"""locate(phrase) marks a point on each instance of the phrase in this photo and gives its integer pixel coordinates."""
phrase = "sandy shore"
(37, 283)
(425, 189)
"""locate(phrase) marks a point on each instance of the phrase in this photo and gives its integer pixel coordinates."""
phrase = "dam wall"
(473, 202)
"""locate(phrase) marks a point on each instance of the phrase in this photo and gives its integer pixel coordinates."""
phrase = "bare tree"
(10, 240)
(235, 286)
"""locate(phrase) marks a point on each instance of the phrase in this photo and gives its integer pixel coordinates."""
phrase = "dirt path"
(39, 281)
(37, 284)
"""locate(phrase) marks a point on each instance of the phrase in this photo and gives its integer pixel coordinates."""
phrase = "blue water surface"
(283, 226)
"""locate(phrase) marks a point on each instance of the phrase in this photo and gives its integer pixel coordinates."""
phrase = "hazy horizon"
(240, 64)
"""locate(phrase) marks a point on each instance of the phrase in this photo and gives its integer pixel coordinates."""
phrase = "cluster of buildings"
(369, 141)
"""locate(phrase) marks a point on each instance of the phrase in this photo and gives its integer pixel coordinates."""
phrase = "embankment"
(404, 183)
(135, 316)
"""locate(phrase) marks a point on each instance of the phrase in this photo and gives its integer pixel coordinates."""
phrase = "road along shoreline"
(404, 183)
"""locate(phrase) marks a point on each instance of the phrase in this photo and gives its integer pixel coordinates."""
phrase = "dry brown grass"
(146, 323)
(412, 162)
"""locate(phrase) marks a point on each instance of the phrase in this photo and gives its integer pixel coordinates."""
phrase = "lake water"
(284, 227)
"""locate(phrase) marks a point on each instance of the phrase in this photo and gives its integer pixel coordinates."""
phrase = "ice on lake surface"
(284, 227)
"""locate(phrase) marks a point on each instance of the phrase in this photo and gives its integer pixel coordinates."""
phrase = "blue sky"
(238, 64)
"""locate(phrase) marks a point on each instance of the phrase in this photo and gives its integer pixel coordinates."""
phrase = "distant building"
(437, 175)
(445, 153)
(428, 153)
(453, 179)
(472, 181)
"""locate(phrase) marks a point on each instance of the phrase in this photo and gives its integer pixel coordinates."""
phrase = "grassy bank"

.....

Task statement: From the first line to the last, repeat the records exactly.

Answer to the exercise:
"""locate(phrase) marks a point on each instance of the phrase in this photo and gives its integer pixel coordinates."""
phrase = "sandy shore"
(37, 283)
(425, 189)
"""locate(phrase) marks a point on each instance of the phrase in this photo and gives its integer pixel coordinates."""
phrase = "dam wall"
(473, 202)
"""locate(phrase) marks a point on each instance of the phrase in this photo and gives its integer pixel coordinates."""
phrase = "bare tree"
(10, 240)
(235, 286)
"""locate(phrase) marks a point on each instance of the phrase in this photo and gives its integer pixel coordinates."""
phrase = "dirt path"
(39, 281)
(37, 284)
"""locate(phrase) marks a point on each instance of the phrase in this photo and gives its integer pixel coordinates."""
phrase = "blue water surface"
(283, 226)
"""locate(phrase) marks a point on each instance of the phrase in this photo and gives its integer pixel coordinates."""
phrase = "hazy horizon"
(240, 64)
"""locate(phrase) marks a point on each instance of the phrase in this photo and gives its integer pixel coordinates."""
phrase = "cluster of buildings"
(369, 141)
"""locate(phrase) marks a point on each instance of the phrase in this photo and gives its integer pixel coordinates."""
phrase = "embankment"
(404, 183)
(135, 316)
"""locate(phrase) marks a point on each instance of the phrase in this photo and gives its integer pixel coordinates."""
phrase = "road along shoreline"
(404, 183)
"""locate(phrase) marks a point on each instance of the phrase in this photo and gives its integer pixel coordinates."""
phrase = "dry brown grass"
(146, 323)
(412, 162)
"""locate(phrase) marks a point on each instance of the phrase in this photo and gives its integer pixel coordinates."""
phrase = "lake water"
(284, 227)
"""locate(phrase) marks a point on each instance of the phrase in this photo and gives its integer pixel coordinates."""
phrase = "ice on lake surface"
(284, 227)
"""locate(phrase) marks a point on each instance of the phrase in this photo and gives its integer pixel coordinates."""
phrase = "blue sky"
(238, 64)
"""locate(phrase) marks a point on each instance of the phrase in this photo and gives its integer pixel coordinates."""
phrase = "distant building"
(437, 175)
(445, 153)
(428, 153)
(453, 179)
(472, 181)
"""locate(phrase) marks a point on each instance of the phrase in this photo and gives its integer pixel coordinates."""
phrase = "grassy bank"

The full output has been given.